● **GOAL OF THE EXERCISE**: Copy out every line of the records where the string "bikini" occurs.

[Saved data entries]
◆ ◆ ◆
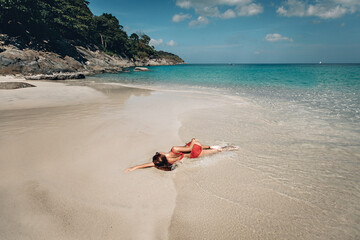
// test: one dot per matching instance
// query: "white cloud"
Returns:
(154, 42)
(249, 10)
(183, 4)
(171, 43)
(276, 37)
(210, 8)
(180, 17)
(199, 21)
(228, 14)
(323, 9)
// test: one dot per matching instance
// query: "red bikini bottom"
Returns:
(195, 151)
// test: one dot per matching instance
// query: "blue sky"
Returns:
(245, 31)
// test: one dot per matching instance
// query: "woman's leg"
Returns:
(206, 152)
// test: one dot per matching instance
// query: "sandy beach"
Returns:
(64, 148)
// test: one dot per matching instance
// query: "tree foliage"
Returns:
(57, 20)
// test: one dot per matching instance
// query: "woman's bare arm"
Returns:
(145, 165)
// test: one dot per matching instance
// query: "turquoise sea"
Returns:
(333, 89)
(298, 126)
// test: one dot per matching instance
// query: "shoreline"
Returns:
(91, 134)
(67, 163)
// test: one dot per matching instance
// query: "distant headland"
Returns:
(65, 36)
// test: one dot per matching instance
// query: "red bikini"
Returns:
(195, 151)
(182, 154)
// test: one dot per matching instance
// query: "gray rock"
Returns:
(141, 69)
(14, 85)
(58, 76)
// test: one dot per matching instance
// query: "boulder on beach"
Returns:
(14, 85)
(141, 69)
(56, 76)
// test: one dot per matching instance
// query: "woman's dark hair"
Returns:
(161, 162)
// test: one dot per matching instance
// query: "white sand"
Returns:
(63, 152)
(45, 94)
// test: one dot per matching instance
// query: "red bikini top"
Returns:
(181, 154)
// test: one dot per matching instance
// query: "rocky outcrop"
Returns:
(14, 60)
(141, 69)
(14, 85)
(56, 76)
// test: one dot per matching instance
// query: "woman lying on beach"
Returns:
(193, 149)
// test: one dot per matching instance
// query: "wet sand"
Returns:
(63, 156)
(64, 148)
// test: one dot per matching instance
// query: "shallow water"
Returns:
(296, 175)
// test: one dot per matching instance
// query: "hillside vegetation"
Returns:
(59, 25)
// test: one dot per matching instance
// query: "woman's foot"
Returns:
(218, 148)
(231, 148)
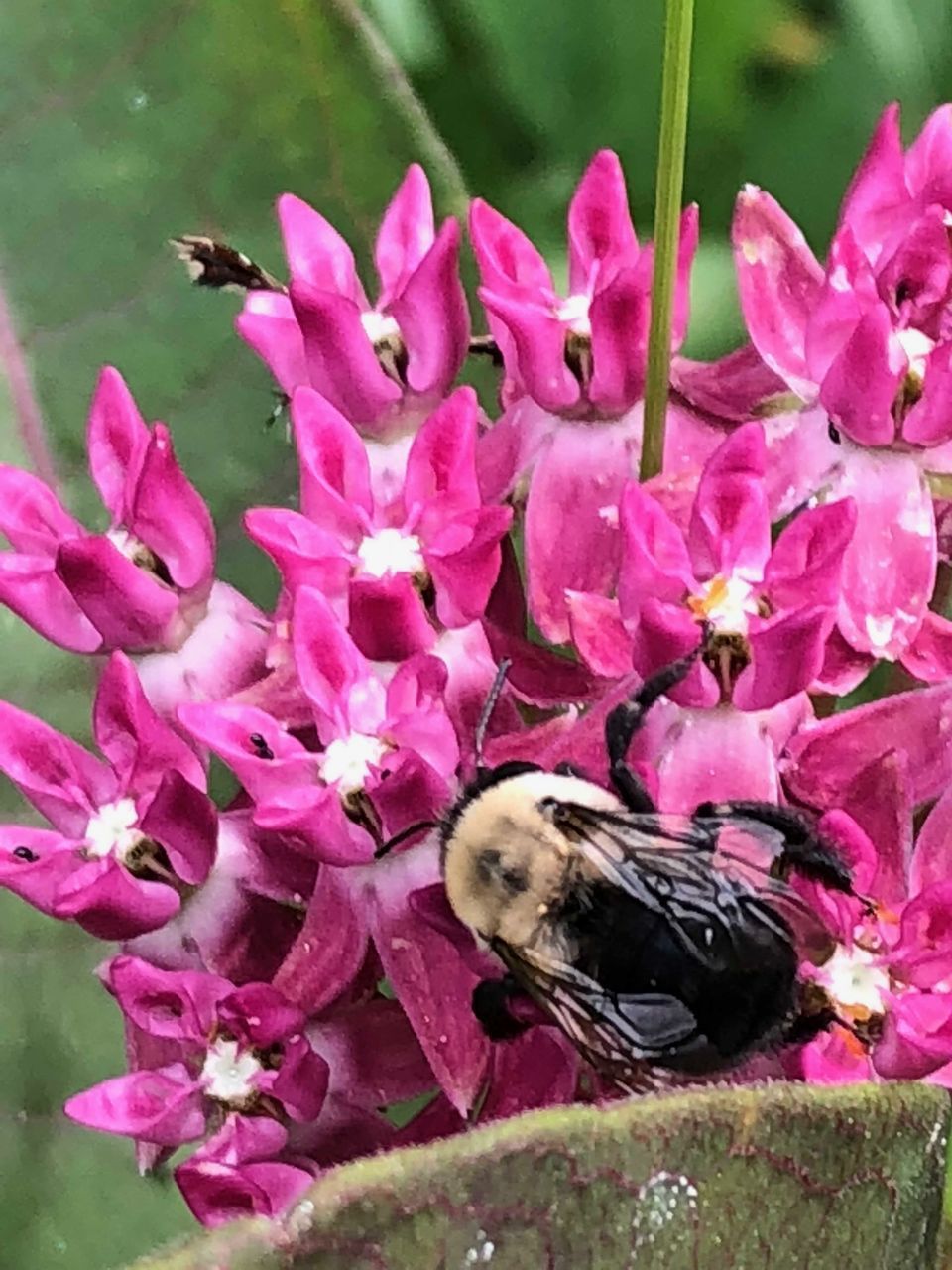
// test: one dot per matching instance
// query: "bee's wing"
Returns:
(621, 1035)
(674, 867)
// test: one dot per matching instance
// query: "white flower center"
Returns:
(347, 761)
(380, 327)
(113, 829)
(229, 1074)
(390, 552)
(726, 602)
(574, 312)
(916, 347)
(853, 980)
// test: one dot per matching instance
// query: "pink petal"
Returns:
(116, 439)
(330, 949)
(878, 193)
(507, 258)
(429, 978)
(45, 861)
(601, 235)
(405, 234)
(737, 388)
(929, 658)
(578, 481)
(341, 363)
(929, 422)
(326, 658)
(716, 754)
(730, 524)
(821, 762)
(268, 325)
(929, 158)
(168, 513)
(373, 1055)
(140, 747)
(301, 1080)
(538, 338)
(31, 588)
(179, 1005)
(806, 563)
(779, 282)
(335, 476)
(433, 317)
(932, 858)
(620, 318)
(538, 1070)
(315, 252)
(184, 822)
(662, 634)
(785, 658)
(61, 779)
(160, 1106)
(304, 554)
(598, 634)
(889, 568)
(258, 1015)
(107, 901)
(655, 561)
(463, 579)
(127, 604)
(442, 460)
(862, 382)
(31, 515)
(389, 619)
(223, 654)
◆ ◆ ◆
● **RESULT OF THE TASK**:
// query: "red bikini bottom"
// query: "red bikini"
// query: "red bikini top"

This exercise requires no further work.